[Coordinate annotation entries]
* Start *
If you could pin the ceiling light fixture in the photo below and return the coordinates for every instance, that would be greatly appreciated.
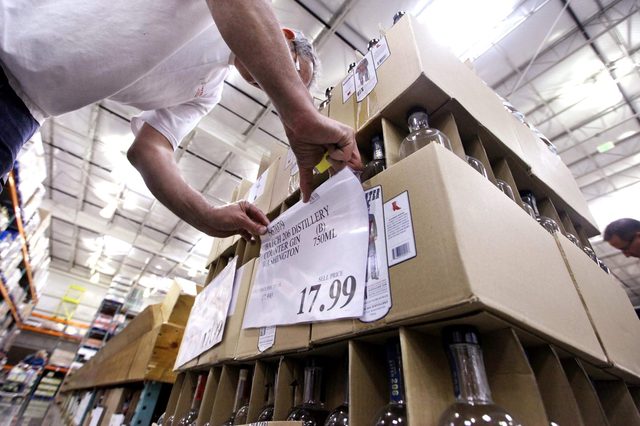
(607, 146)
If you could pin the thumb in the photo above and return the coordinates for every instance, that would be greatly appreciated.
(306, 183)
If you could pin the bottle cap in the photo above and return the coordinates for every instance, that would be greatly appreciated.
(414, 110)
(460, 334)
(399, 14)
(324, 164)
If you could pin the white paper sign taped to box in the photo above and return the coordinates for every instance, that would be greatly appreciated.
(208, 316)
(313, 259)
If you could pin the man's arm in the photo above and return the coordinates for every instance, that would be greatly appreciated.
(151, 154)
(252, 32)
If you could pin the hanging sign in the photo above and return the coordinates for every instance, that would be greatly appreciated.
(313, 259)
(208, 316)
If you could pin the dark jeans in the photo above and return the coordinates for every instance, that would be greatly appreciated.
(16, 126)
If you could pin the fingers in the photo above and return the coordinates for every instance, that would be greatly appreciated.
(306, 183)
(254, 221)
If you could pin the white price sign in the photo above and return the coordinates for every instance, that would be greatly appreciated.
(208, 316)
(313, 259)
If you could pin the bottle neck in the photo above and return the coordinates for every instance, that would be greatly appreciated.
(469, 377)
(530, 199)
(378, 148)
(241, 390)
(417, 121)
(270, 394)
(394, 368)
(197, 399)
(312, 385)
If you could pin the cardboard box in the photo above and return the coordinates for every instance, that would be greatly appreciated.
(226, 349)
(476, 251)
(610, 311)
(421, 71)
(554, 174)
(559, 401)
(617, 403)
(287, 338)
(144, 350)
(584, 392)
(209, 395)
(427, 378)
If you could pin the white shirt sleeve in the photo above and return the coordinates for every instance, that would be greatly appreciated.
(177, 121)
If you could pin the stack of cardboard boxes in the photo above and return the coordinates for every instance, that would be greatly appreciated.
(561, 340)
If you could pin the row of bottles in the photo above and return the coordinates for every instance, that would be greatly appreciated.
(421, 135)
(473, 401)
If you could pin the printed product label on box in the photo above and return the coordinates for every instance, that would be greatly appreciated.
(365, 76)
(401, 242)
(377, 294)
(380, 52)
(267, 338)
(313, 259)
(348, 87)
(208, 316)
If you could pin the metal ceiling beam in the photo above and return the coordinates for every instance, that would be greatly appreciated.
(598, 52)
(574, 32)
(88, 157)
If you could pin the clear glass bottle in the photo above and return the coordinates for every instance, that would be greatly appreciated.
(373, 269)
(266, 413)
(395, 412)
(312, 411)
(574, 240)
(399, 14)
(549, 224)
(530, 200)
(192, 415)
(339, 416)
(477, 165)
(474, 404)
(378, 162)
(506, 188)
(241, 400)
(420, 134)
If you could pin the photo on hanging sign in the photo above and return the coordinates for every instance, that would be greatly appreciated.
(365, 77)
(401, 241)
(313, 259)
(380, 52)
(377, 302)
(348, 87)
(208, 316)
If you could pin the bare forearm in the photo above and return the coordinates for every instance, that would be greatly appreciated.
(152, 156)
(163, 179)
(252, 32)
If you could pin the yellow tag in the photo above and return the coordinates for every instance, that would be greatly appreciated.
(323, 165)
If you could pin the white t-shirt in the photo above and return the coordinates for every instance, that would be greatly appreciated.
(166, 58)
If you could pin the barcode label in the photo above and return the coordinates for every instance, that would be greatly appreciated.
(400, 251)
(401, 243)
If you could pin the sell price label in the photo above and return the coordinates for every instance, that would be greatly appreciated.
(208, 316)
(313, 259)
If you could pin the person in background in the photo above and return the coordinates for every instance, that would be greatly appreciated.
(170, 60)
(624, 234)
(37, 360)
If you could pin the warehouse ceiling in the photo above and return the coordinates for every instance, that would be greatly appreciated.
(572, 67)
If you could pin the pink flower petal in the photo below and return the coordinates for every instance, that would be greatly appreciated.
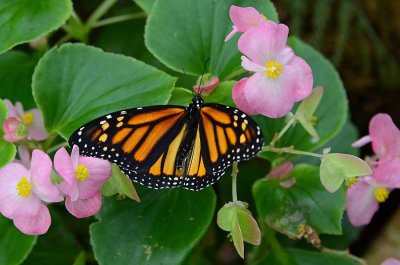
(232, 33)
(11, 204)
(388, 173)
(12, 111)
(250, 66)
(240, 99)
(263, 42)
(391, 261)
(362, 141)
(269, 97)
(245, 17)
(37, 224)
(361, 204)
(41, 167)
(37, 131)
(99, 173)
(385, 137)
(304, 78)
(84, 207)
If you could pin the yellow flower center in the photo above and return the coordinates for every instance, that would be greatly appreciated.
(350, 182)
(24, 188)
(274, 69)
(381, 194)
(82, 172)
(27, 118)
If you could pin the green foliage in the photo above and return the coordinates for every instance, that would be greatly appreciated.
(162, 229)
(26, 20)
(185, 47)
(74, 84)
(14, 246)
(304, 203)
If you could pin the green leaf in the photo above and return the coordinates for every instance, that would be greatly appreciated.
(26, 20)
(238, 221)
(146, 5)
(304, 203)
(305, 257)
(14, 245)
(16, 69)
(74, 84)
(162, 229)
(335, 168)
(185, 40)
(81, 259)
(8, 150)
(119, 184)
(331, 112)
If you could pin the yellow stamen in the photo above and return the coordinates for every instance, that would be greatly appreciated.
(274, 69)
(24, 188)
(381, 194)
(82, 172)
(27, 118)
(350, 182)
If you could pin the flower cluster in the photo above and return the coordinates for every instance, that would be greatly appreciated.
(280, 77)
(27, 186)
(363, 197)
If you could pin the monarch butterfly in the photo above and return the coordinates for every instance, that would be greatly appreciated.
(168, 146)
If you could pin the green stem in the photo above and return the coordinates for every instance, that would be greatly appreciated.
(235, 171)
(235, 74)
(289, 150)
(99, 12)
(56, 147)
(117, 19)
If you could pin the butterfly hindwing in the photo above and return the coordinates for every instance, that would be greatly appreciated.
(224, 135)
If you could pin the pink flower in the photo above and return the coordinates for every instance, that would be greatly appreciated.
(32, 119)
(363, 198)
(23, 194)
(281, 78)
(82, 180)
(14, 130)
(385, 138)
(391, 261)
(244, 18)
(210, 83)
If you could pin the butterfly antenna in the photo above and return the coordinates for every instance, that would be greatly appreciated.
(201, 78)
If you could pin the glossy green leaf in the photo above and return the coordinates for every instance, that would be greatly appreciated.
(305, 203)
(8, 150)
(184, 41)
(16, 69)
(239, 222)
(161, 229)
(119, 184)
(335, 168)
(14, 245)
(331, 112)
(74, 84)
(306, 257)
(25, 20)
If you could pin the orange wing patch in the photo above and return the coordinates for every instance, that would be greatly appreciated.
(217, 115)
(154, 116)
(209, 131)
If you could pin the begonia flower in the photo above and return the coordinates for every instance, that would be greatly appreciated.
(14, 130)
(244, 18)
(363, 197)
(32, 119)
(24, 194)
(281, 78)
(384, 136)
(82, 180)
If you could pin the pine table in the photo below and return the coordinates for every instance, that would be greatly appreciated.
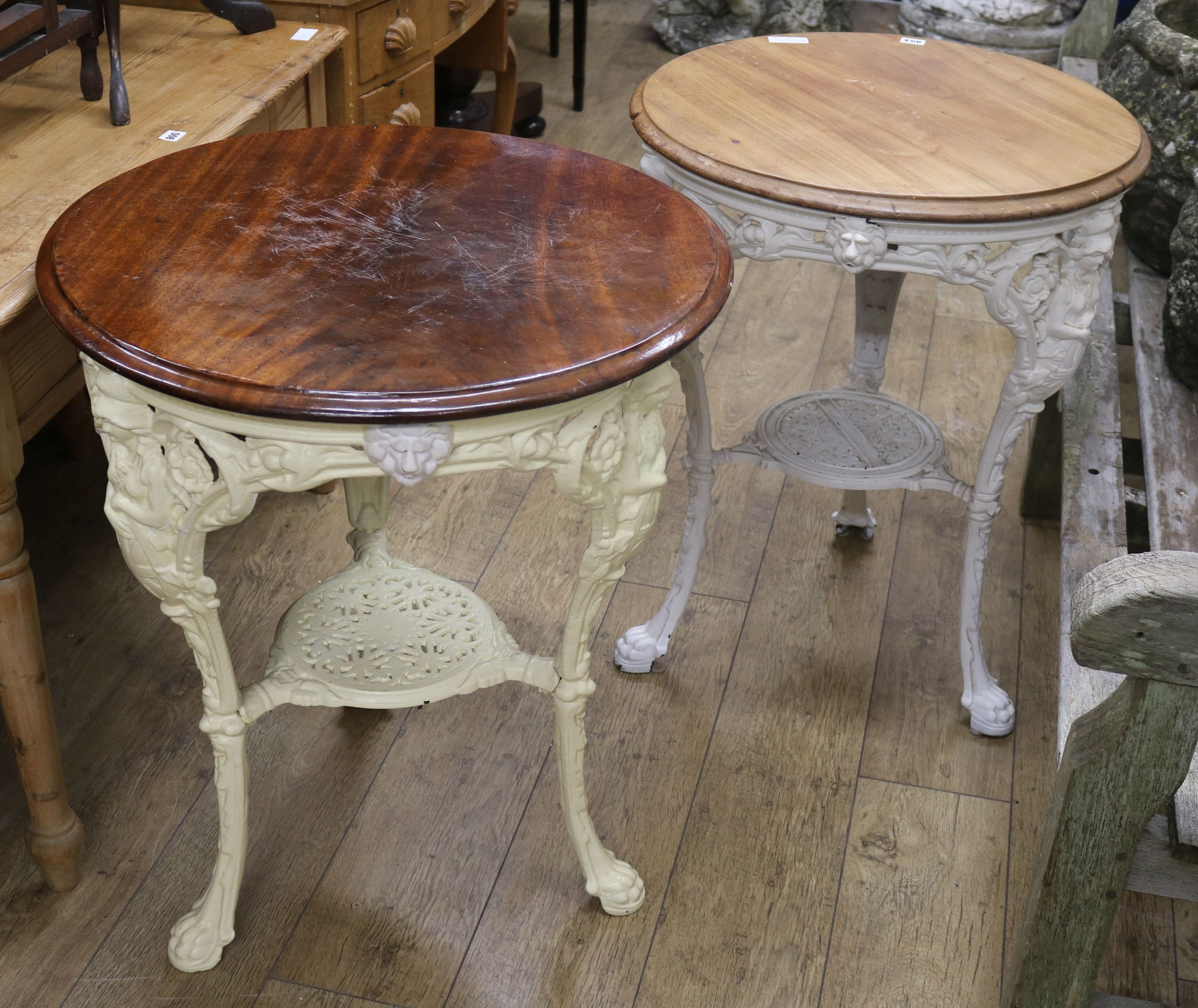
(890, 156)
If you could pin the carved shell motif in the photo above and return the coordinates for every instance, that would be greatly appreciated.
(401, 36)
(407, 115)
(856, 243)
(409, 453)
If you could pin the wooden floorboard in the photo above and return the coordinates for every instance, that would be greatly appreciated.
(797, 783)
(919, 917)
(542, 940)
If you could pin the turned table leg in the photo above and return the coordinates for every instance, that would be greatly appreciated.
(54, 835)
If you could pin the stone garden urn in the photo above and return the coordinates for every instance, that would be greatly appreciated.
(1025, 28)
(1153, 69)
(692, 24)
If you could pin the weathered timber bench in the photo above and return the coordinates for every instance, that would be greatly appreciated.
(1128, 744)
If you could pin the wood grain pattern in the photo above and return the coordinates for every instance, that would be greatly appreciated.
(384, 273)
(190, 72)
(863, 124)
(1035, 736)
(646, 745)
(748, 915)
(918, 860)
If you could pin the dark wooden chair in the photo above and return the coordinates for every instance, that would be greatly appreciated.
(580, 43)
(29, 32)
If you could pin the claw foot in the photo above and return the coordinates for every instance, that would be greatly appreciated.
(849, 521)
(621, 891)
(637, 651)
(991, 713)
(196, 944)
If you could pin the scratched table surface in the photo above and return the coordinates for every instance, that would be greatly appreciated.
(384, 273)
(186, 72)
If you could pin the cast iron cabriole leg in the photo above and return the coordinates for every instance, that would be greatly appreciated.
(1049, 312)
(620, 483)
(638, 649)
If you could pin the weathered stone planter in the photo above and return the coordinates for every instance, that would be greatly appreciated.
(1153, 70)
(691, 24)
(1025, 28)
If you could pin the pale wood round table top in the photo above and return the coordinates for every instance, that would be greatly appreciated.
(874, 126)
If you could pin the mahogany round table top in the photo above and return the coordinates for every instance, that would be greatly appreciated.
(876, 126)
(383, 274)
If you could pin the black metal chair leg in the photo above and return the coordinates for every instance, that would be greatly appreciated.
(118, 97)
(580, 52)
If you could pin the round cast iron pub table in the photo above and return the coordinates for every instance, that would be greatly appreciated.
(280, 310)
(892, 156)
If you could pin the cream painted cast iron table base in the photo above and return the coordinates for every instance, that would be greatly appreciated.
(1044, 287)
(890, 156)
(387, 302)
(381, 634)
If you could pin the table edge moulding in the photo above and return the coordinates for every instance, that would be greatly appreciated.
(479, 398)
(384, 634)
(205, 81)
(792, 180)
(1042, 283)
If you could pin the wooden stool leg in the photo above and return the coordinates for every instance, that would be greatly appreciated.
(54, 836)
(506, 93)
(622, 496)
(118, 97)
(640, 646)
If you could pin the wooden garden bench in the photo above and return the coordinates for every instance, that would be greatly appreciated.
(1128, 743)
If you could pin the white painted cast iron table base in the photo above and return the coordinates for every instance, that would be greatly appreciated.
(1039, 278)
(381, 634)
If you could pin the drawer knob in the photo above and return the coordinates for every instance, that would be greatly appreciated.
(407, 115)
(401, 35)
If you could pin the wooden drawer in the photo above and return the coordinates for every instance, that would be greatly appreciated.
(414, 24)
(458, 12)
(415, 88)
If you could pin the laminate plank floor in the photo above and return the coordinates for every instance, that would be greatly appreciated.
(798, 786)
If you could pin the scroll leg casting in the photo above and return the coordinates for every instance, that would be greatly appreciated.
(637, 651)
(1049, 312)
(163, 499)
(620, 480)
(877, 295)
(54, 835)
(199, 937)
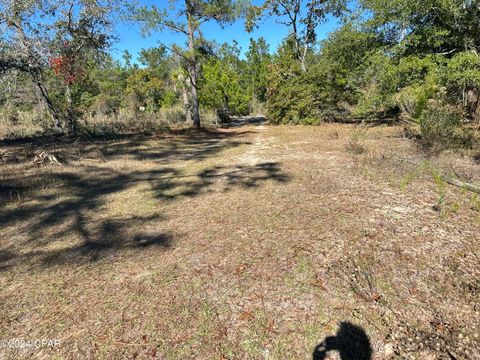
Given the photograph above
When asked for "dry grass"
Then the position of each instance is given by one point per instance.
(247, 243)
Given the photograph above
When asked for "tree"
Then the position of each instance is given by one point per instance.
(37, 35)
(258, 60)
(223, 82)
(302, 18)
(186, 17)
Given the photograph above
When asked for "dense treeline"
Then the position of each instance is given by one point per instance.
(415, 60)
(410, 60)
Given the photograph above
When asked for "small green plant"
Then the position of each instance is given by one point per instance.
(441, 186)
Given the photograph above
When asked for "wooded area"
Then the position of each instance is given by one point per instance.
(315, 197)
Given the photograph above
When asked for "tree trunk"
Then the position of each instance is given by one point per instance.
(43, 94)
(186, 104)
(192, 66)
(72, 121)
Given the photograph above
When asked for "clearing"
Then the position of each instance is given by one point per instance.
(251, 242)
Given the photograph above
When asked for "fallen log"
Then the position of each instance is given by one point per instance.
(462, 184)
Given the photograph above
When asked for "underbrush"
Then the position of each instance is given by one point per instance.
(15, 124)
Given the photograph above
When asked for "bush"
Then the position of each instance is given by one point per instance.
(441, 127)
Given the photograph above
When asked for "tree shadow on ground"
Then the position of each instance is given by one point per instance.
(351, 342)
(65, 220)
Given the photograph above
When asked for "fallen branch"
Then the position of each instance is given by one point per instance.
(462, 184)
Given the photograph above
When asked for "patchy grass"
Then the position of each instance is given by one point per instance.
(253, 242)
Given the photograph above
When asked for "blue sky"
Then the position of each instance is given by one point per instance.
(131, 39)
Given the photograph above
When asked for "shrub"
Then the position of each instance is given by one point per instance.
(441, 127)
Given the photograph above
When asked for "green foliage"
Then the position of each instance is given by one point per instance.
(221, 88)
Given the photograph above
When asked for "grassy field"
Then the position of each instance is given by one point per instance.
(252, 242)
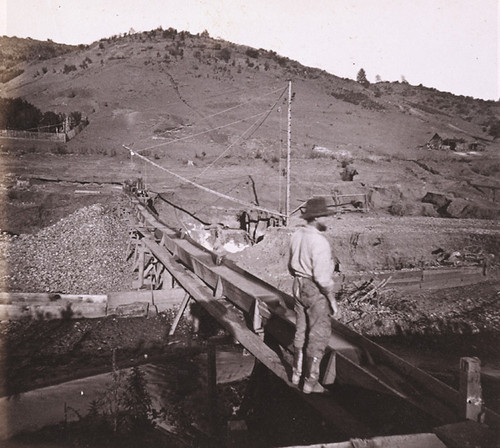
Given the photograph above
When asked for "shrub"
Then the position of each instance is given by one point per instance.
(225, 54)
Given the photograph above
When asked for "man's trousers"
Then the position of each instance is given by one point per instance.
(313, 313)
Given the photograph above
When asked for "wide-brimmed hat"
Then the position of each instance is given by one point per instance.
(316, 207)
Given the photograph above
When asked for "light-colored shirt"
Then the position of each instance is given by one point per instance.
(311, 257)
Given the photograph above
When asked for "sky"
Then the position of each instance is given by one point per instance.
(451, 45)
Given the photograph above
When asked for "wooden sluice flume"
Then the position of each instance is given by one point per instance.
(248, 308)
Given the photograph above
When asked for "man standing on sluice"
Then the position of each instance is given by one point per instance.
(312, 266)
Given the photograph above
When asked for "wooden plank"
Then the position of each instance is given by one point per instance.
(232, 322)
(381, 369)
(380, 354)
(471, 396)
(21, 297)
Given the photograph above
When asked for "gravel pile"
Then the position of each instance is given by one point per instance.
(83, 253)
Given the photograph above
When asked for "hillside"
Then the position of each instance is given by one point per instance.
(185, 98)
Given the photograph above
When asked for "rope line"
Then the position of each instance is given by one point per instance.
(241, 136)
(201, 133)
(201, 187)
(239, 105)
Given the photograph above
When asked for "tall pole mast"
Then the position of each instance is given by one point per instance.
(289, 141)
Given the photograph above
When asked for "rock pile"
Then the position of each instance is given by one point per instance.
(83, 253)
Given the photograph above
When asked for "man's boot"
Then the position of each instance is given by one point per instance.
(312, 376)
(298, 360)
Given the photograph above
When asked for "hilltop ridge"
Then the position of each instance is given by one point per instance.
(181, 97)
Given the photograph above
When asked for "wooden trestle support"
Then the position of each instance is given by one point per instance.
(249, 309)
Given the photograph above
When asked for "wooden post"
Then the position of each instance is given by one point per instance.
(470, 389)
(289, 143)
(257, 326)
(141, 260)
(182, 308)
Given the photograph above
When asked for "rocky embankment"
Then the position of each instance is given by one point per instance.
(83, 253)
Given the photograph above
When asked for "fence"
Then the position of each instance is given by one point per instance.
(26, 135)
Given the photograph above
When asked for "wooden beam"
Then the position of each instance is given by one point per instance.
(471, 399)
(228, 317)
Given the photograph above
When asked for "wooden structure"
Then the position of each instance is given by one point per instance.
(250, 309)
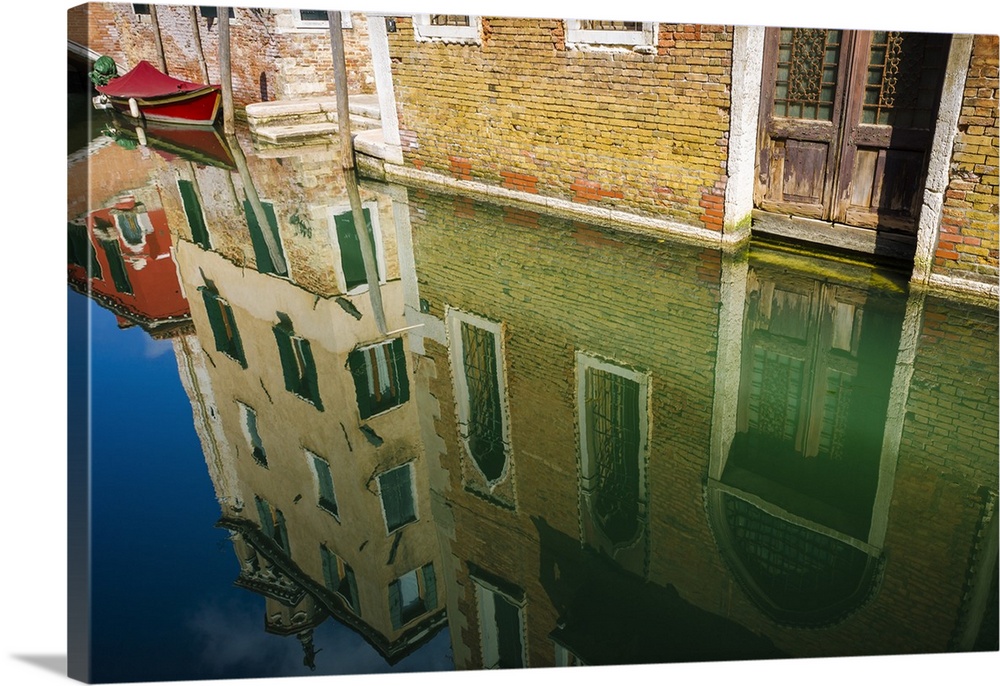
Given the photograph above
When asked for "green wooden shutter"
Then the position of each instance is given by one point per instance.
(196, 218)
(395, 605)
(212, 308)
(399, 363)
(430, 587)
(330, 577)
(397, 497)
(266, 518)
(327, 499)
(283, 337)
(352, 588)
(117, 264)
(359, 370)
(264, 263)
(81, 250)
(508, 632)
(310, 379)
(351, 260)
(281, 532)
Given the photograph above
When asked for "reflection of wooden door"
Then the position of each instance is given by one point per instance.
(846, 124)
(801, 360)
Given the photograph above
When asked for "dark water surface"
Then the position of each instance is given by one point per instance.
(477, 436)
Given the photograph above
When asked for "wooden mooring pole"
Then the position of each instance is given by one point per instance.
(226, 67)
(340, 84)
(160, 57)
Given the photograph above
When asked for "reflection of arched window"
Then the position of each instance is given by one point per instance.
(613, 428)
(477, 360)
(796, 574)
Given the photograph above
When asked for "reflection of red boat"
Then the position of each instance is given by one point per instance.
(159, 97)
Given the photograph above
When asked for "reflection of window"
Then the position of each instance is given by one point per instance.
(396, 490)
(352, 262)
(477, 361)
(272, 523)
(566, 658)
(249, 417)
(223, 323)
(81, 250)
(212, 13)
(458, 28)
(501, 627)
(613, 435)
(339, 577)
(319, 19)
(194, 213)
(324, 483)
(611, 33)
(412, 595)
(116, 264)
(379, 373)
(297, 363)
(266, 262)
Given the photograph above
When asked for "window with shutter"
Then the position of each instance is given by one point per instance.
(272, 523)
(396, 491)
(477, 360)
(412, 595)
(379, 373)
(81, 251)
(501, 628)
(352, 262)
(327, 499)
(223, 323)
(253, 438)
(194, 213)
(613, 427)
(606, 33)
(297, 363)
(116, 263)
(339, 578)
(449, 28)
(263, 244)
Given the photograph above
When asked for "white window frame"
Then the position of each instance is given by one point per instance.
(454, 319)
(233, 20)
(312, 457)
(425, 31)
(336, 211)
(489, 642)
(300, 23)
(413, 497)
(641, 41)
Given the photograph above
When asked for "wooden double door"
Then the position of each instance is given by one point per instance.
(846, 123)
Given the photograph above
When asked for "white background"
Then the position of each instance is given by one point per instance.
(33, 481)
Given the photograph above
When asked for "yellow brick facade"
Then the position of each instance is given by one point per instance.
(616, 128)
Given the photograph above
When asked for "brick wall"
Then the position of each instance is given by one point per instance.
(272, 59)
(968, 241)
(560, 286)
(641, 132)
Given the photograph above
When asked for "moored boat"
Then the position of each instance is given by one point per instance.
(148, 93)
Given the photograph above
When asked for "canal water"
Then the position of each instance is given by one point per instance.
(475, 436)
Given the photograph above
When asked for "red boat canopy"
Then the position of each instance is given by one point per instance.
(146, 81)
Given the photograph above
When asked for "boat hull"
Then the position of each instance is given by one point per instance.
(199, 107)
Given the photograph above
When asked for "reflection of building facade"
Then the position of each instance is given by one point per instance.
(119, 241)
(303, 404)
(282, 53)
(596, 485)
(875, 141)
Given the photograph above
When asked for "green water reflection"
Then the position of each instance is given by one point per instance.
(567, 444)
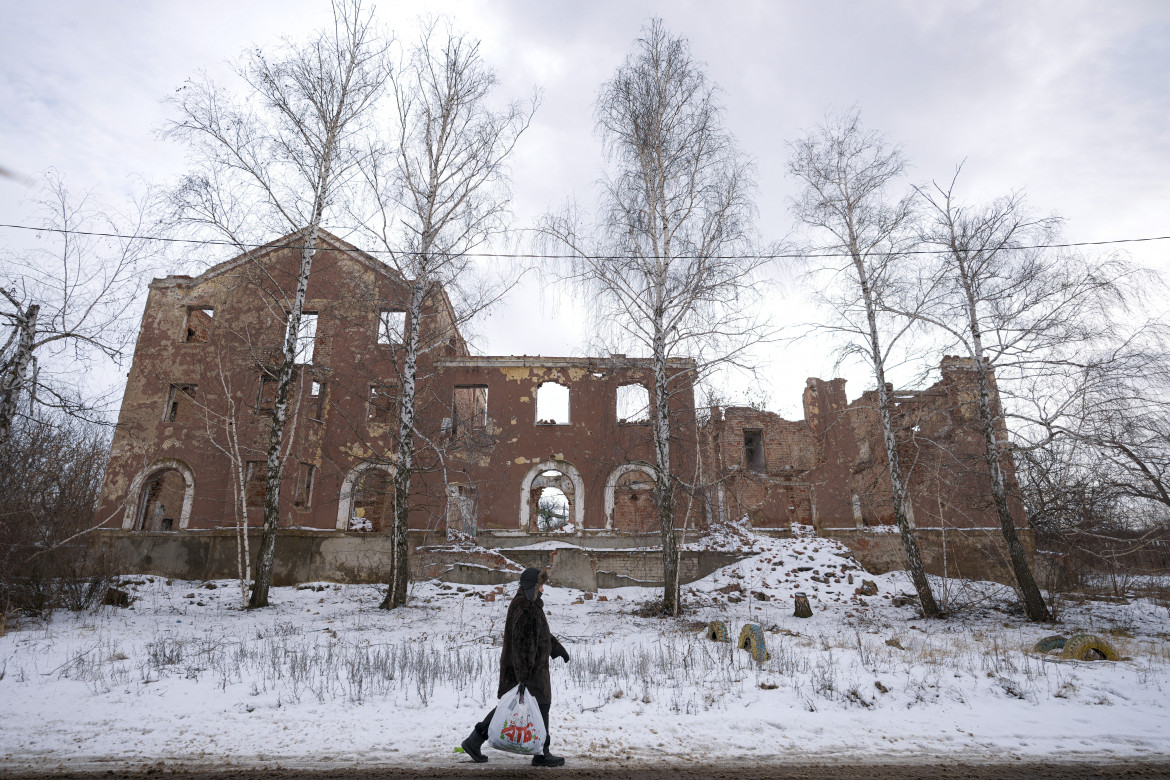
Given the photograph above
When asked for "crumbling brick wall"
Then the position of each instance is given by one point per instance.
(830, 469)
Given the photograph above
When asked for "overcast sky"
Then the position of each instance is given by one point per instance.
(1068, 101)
* End *
▶ Work to be completed
Copy out every line above that contains the word "butterfly".

▶ Written reply
If you could pin the monarch butterfly in the photo above and return the coordinates for every instance, that would be greatly appreciated.
If you could pin the butterfly hindwing in the photo above and return the coordinates for every instance, that would be greatly appreciated.
If you could pin the butterfly antenna in the photo above and return the coordinates for every instance, that would be greatly appreciated.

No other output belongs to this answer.